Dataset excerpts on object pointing
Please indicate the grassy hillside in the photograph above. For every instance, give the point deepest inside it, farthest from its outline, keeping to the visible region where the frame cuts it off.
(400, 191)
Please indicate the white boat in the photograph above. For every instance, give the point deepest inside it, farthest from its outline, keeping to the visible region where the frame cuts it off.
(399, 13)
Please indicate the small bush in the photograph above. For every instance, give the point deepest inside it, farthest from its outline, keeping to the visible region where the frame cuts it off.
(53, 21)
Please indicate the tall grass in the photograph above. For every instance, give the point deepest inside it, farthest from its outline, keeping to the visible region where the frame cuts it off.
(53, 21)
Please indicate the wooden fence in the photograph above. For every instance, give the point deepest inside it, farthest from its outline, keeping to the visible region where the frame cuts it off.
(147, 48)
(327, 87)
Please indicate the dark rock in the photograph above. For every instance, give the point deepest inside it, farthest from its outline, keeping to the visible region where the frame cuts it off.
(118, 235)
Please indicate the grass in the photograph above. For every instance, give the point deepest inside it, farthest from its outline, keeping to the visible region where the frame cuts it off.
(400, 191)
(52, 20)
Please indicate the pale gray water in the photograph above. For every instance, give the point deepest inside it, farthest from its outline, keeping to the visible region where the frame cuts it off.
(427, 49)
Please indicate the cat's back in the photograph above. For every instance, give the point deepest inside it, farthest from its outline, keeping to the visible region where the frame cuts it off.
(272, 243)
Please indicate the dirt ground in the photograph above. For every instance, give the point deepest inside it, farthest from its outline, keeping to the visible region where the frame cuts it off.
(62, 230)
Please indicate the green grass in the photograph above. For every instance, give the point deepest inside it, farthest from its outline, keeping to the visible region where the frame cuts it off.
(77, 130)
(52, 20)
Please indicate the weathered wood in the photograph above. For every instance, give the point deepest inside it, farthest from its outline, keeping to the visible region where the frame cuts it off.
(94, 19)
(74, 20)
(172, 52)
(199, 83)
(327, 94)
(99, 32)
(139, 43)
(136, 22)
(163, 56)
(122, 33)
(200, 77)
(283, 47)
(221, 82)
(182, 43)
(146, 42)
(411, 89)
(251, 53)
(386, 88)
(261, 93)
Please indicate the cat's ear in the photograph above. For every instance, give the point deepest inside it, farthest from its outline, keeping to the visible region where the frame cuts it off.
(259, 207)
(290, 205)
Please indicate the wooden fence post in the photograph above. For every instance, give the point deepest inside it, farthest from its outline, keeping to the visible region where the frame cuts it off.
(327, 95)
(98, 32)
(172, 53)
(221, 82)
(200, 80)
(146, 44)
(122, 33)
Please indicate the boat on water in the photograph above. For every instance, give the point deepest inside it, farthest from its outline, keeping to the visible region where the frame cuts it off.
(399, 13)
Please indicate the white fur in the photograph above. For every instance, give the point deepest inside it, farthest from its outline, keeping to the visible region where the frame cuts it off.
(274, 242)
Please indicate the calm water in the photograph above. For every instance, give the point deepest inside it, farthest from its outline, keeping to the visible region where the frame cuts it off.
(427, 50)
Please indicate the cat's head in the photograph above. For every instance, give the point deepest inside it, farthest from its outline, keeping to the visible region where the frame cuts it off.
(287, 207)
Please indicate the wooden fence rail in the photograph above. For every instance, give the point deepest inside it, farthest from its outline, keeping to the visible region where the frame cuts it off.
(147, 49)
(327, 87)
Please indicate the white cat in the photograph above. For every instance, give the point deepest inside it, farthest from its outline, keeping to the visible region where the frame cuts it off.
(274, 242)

▶ Job
Show the data once more, exactly as it was written.

▶ Problem solution
Please indicate the grassy hillside in the photograph above. For every instance, give the point deepest inside it, farthest from its outline, keeping to the visible region where the frame cuts it off.
(400, 191)
Please indicate the white boat in the photograph above. For every instance, give the point deepest inside it, farthest from its outline, keeping to the visible region where the frame cuts it off.
(399, 13)
Please indicate the small bush in the photograph above. For every instance, give the point deepest inside it, farthest from its outline, keeping to the visible region where the frame cuts it off.
(53, 21)
Please indicate the tall grass in the photograph above. For every instance, give the point deepest inside it, farthest from its outline, keeping to the visible region where the frame cuts it off.
(53, 21)
Please indicate the wooden fence in the photograph above. For every instance, give the point deepest inside it, farthest from its outline, keeping to the visible region where the frame cuts it off.
(147, 48)
(327, 87)
Please indicate the dark rock in the photograph above. For every instance, give the point deepest inside it, farthest from its outline, keeping to the visible region where the frame cuts it off.
(118, 235)
Please indicate the grass in the photograph above. For every instance, give the point deepest inside it, farthest from its outline, keeping to the visible region where the frame cuts it off.
(400, 191)
(52, 20)
Please indicate the pale gray water in the photograph above. For every instance, give the point deepest inside it, farthest from its outline, keeping to the visible region where the frame cuts it off.
(427, 49)
Please indicate the cat's back in the photograph above. For every instance, give the point deepest inside it, farthest from its outline, keeping to the visible region where the frame cuts it off.
(272, 243)
Please indicate the dirt ground in the photograph above. For every instance, give the point deepest inside it, farthest from its outline, keeping to the visible region where the frame cuts it off.
(62, 230)
Please indicate the green grass in the photograph above. For every instance, give the point deepest inside it, farthest from its outline, keeping to the visible region where the frame cuts it off.
(77, 130)
(52, 20)
Please indicate the weathered wood in the photograph above. For every instance, give the point deepest inside it, farthest from its outline, keeping to the visible region where the frame cuts it off.
(94, 19)
(74, 20)
(172, 52)
(199, 83)
(327, 94)
(99, 32)
(139, 43)
(136, 22)
(163, 56)
(122, 33)
(200, 77)
(283, 47)
(221, 82)
(182, 43)
(146, 42)
(411, 89)
(251, 53)
(386, 88)
(261, 93)
Please indicate the cat's ear in the photograph above. For every instance, give the point deepest inside it, farthest from its outline, keeping to the visible region where the frame cuts it off.
(259, 207)
(290, 205)
Please indicate the wooden fence post in the photograph above. For every instance, give the point deepest inside it, farthest from its outline, keeping to the visible region where the frame cuts it off.
(327, 95)
(98, 32)
(172, 53)
(221, 82)
(200, 80)
(146, 44)
(122, 33)
Please indicate the boat on water in the photograph above. For every instance, give the point deepest inside it, farthest from its outline, keeping to the visible region where the frame cuts it off.
(399, 13)
Please indicate the white fur in the photograph above. For every instance, give the point deepest inside it, farthest from its outline, keeping to the visible region where the frame cuts it off.
(274, 242)
Please indicate the calm water in the photograph above. For every instance, give the point deepest inside it, farthest from its outline, keeping to the visible region where the frame cuts it off.
(427, 50)
Please indicate the cat's head in the photograph above. For every instance, give the point deepest inside it, farthest from its outline, keeping to the visible region where the frame cuts it off.
(287, 207)
Please indicate the wooden fence rail in the photograph above. For every instance, give the point deepest inside it, farthest from its outline, keeping to the visible region where the frame cuts it off.
(147, 49)
(327, 87)
Please indicate the white cat in the photograph above. For every instance, give the point deepest inside it, farthest from its outline, keeping to the visible region where the frame cuts it off.
(274, 242)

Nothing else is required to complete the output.